*** Text section ***
NOTE 17 - COMMITMENTS AND CONTINGENCIES

 

Legal Contingency

 

From time to time, the Company may be involved in various legal proceedings and claims in the ordinary course of business. The Company currently is not aware of any legal proceedings or claims that it believes will have, individually or in the aggregate, a material adverse effect on its business, financial condition, operating results, or cash flows.

 

Banking Facilities

 

The Company was granted a line of credit with the maximum amount of HK$11.5 million (US$1.5 million), available in the form of import loans and trust receipts, with a credit term up to 90 days. Loans under trust receipts bear annual interest at the prevailing bank rates ranging as follows:

 

HKD currency At HIBOR + 2% per annum
USD currency At USD reference rate + 2.14% per annum

 

These banking facilities are secured by a legal charge over the property owned by the Company’s CEO and personally guaranteed by the Company’s CEO.

 

As of September 30, 2024 and 2025, the Company did not draw on this credit facility.

 

Severance Payment and Long Service Payment

 

Employment Ordinance of the Laws of Hong Kong requires employers to assure the liability of severance payment if an employee who has been working for the employer for not less than 24 months under a continuous contract is, due to redundancy, dismissed, laid off, or upon expiry of a fixed-term employment contract. The ordinance also requires employers to assure the liability of long service payment if an employee who has been working for the employer for not less than 5 years under a continuous contract is dismissed, dies, resigns on ground of ill health or on or after 65 years old, or upon expiry of a fixed-term employment contract.

 

As of September 30, 2024 and 2025, the Company estimated and recorded the provision for long service payment to be HK$19,563 and HK$28,501 (US$3,663) and was reflected in the consolidated balance sheet as “other long-term liabilities” under long-term liabilities and the impact is considered not material to the operations.

 

No severance payment is provided since the Company has no plan to dismiss any staff due to redundancy, and therefore considers the possibility of meeting the criteria for making severance payment is remote.

 

As of September 30, 2024 and 2025, the Company did not have any significant commitments and contingencies involved.

 

F-28
 

 

707 CAYMAN HOLDINGS LIMITED AND SUBSIDIARIES

NOTES TO THE CONSOLIDATED FINANCIAL STATEMENTS

 

NOTE 18 - SUBSEQUENT EVENTS

 

In accordance with ASC Topic 855, Subsequent Events, which establishes general standards of accounting for and disclosure of events that occur after the balance sheet date but before the consolidated financial statements are issued, the Company has evaluated all events or transactions that occurred after September 30, 2025, up to the date that the audited consolidated financial statements were available to be issued.
*** Entries provided ***
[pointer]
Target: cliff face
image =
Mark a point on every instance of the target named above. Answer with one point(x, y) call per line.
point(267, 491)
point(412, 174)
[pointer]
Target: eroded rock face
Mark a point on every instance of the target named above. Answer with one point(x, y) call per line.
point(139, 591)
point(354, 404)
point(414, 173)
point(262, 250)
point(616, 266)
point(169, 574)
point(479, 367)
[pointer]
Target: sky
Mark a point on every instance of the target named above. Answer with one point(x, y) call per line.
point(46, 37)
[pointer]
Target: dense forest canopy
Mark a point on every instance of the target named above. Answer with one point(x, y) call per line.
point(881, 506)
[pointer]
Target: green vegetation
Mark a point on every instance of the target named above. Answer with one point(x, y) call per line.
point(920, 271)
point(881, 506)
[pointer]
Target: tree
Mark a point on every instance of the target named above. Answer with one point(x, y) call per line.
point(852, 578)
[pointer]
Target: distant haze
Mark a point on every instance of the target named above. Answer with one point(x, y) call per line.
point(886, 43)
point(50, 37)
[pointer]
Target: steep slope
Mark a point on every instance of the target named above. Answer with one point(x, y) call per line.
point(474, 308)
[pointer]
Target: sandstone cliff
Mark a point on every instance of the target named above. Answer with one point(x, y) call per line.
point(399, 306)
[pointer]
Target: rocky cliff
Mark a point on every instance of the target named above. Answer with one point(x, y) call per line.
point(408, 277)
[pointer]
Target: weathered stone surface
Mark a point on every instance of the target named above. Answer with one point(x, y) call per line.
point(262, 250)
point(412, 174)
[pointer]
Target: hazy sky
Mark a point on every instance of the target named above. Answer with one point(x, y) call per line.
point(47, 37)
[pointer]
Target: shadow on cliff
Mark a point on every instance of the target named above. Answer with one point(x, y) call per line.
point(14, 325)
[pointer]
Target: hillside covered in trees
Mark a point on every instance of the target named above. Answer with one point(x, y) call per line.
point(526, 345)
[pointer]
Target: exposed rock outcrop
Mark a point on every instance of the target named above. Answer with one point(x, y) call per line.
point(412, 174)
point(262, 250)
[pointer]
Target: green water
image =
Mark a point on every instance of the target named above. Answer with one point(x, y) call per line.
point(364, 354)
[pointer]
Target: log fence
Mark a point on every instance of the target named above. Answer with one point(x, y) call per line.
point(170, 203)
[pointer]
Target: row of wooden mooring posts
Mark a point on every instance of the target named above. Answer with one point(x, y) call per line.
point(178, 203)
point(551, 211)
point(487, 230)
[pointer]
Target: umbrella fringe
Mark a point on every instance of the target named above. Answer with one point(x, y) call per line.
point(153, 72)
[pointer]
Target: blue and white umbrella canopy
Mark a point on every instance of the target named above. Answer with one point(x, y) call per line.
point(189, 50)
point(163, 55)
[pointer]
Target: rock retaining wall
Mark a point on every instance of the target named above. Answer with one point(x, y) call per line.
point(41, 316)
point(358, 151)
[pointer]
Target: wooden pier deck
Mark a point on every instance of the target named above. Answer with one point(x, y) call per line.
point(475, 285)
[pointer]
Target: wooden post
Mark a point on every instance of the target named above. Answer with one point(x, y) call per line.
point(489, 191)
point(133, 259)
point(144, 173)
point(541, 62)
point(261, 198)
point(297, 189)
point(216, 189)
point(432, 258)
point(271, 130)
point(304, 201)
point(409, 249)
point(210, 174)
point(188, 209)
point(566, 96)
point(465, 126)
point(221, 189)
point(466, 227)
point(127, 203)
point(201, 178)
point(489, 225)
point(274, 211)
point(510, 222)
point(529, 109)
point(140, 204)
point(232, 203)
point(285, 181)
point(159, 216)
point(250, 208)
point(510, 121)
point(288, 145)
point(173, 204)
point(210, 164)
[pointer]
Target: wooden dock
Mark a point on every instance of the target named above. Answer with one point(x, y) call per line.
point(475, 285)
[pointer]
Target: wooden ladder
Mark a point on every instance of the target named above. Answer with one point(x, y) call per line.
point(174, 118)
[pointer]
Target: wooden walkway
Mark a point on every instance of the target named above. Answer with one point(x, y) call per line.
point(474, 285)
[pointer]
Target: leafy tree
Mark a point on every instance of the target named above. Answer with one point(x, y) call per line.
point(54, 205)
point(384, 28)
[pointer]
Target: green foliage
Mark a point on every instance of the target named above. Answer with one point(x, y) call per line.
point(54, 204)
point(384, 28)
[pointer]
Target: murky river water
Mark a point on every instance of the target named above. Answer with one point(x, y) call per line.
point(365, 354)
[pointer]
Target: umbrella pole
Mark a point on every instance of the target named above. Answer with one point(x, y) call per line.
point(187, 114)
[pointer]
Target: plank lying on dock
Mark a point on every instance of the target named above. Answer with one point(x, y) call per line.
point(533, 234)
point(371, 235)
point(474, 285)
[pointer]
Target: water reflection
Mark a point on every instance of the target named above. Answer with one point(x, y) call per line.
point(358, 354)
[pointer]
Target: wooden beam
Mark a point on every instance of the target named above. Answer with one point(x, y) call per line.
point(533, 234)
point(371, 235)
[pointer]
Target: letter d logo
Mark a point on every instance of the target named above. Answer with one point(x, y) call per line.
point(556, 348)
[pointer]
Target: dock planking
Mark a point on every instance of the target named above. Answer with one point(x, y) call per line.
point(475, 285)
***
*** Entries provided ***
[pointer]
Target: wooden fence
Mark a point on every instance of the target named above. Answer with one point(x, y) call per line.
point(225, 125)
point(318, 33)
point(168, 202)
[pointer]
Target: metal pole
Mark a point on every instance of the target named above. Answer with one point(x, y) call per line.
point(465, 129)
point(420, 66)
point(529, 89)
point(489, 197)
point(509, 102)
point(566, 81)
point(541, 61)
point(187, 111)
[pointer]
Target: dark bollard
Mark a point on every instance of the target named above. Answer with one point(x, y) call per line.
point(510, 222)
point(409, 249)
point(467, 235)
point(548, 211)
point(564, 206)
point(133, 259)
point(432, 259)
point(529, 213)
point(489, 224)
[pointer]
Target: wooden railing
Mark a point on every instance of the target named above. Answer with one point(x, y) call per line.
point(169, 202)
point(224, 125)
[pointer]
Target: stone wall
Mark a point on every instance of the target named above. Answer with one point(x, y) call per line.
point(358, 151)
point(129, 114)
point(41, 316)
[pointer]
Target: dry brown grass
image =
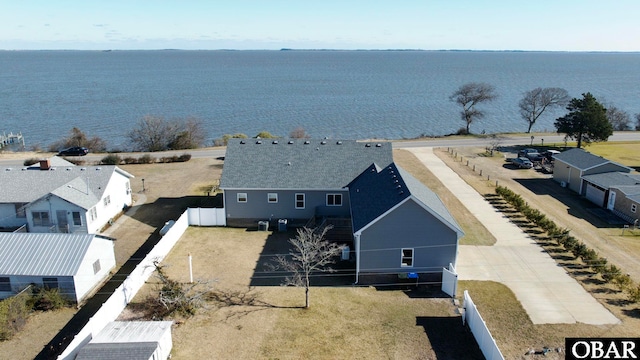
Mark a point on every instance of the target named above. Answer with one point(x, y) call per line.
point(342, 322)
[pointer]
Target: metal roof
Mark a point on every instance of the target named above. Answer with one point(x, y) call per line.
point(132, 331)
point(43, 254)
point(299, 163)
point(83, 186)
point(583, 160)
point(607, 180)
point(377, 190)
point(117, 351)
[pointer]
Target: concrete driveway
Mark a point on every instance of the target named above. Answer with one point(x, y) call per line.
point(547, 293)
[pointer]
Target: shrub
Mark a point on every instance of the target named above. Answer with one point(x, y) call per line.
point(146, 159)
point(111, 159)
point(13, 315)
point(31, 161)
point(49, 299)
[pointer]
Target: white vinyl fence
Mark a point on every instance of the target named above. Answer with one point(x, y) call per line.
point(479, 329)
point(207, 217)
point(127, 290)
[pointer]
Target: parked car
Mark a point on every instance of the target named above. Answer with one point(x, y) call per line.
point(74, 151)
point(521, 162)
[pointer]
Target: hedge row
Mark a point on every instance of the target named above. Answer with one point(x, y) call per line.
***
*** Entries provided ***
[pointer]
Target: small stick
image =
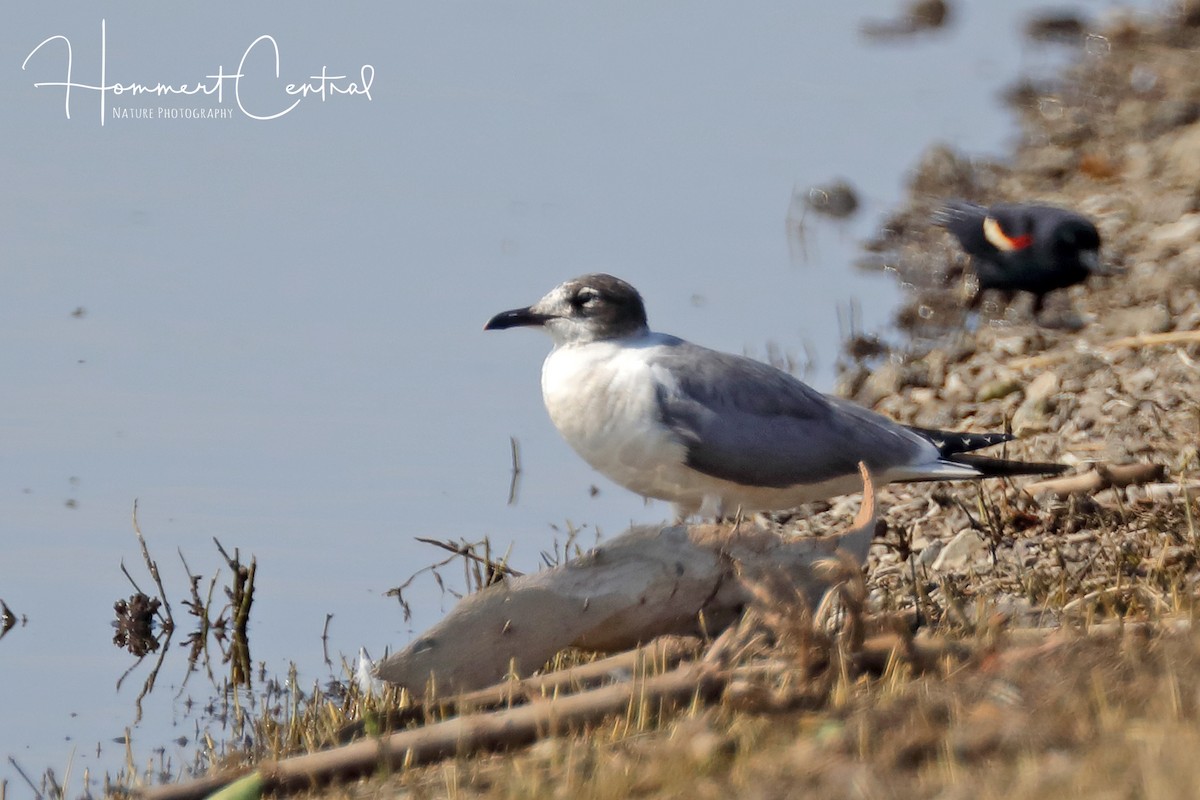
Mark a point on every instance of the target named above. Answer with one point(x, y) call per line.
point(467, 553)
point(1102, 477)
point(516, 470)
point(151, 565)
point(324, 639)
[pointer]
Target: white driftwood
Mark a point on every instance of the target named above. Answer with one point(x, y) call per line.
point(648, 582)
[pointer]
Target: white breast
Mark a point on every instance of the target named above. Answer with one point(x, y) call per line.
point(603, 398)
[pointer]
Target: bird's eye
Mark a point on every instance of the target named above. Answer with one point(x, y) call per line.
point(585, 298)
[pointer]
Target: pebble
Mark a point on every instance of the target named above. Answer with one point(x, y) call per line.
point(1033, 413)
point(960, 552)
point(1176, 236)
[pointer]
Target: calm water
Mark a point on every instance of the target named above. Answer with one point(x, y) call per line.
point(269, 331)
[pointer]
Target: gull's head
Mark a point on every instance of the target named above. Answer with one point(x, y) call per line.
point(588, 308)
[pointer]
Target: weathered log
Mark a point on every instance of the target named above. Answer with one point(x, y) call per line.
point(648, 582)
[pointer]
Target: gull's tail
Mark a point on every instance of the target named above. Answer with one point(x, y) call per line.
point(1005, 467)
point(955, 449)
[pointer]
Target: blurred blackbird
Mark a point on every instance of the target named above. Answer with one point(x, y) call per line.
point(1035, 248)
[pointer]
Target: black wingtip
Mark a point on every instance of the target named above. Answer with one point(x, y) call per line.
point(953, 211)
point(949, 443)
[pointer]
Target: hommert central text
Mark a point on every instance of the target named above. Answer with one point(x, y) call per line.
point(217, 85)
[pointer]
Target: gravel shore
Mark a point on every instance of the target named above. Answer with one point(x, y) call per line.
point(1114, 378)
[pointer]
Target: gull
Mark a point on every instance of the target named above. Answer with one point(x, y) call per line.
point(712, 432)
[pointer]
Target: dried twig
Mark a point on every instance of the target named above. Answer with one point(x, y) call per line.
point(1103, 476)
***
● **Work to complete**:
Write the next part of the financial statement notes, starting right after their last sentence. The entries are separate material and have no connection to the financial statement notes.

● **Answer to the exercise**:
On November 20, 2025, the Company entered into an Equity Purchase with Hudson Global Ventures, LLC (the “Investor”) pursuant to which the Company will have the right, but not the obligation to sell to the Investor, and the Investor will have the obligation to purchase from the Company up to US$18,000,000 worth of the Company’s ordinary shares (the “Put Shares”) at the Company’s sole discretion over the next 24 months, subject to certain conditions precedent and other limitations. Concurrently with the execution of the Equity Purchase Agreement, the Company agreed to issue 750,360 ordinary shares to the Investor as part of the consideration.

 

On December 18, 2025, at an Extraordinary General Meeting, the Company approved to adopt a dual-class share structure consisting of Class A ordinary shares (one vote per share) and Class B ordinary shares (25 votes per share). Consequently, all then-issued ordinary shares were redesignated into Class A or Class B shares, resulting in a concentration of voting power in the Company’s controlling shareholder.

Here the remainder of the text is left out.